***** Document excerpt

For mild inflammatory skin disorders such as eczema

To the skin

Adult / Child
Apply thinly 1-2 times daily. 

For nappy rash 

To the skin 

Child
Apply 1-2 times daily for no longer than 1 week, discontinue as soon as the inflammation is resolved.

For replacement in adrenocortical insufficiency

Orally using immediate-release medicines 

Adult
20-30 mg daily in divided doses; Your doctor may adjust the dose according to your response.

For ulcerative colitis / proctitis / proctosigmoiditis 

Rectally using rectal foam 

Adult
Initially 1 metered application 1-2 times daily for 2-3 weeks, then reduce to 1 metered application once daily on alternate days.

What are the side effects of Hydrocortisone?

When used as a cream or ointment, minimise the period of time you use Hydrocortisone as long-term use can cause skin thinning. When Hydrocortisone is taken by mouth for long-term use, it can have more serious side effects such as anxiety, cataracts, cognitive impairment, fat redistribution (moon face and buffalo hump), fluid retention, gastrointestinal discomfort, headache, impaired wound healing, high blood pressure, increased risk of infection, menstrual cycle irregularities, and osteoporosis.

**********
***** Extracted records

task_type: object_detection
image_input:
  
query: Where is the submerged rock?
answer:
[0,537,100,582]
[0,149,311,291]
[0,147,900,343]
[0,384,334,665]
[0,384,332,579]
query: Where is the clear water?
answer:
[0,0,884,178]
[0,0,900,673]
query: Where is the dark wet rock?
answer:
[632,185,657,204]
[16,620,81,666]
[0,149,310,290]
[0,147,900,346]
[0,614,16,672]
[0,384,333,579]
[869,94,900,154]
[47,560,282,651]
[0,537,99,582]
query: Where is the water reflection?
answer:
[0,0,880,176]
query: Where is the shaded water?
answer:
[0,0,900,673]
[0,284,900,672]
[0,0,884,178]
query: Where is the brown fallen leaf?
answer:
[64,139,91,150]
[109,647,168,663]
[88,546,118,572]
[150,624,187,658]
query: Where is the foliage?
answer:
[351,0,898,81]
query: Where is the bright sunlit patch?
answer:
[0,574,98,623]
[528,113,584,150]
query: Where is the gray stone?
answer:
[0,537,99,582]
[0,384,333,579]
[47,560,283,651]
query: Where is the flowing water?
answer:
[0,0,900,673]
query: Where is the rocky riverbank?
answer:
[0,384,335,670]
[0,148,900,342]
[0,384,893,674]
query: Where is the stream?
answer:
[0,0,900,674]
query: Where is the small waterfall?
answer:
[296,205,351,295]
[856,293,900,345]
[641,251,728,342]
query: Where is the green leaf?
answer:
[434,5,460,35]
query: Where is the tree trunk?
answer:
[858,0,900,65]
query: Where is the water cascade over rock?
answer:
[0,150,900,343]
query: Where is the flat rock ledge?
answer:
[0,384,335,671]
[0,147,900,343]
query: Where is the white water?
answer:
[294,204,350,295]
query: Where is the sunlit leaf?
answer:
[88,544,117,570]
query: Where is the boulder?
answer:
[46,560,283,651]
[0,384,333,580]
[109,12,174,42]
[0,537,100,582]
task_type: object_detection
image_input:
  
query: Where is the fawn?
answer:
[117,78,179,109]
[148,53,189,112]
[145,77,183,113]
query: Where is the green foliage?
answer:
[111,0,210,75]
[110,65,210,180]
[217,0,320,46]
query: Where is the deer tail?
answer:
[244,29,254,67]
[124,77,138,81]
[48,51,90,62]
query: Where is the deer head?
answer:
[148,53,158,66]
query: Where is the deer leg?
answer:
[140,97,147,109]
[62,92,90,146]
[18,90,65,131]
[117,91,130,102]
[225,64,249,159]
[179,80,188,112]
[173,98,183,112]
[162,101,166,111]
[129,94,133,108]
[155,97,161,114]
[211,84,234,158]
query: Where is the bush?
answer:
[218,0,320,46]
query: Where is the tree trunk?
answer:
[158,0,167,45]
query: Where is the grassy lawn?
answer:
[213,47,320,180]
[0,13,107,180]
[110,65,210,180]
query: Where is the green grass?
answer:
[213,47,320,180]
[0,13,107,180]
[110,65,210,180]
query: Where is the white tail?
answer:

**********

> _What you should do_
Reproduce verbatim the part of the hydrocortisone dosing text that starts with "For ulcerative colitis" and goes on through "on alternate days.".

> _Output for this task_
For ulcerative colitis / proctitis / proctosigmoiditis 

Rectally using rectal foam 

Adult
Initially 1 metered application 1-2 times daily for 2-3 weeks, then reduce to 1 metered application once daily on alternate days.